[Dataset excerpts on object pointing]
<<<<

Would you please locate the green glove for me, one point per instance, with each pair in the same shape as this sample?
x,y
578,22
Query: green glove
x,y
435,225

>>>>

**Task statement**
Rewrite the listing above, replacing "green glove" with "blue mitten" and leaving everything else unchanged.

**Exercise result**
Would you please locate the blue mitten for me, one point per instance, with each pair in the same shape as this sample?
x,y
578,22
Query: blue mitten
x,y
435,225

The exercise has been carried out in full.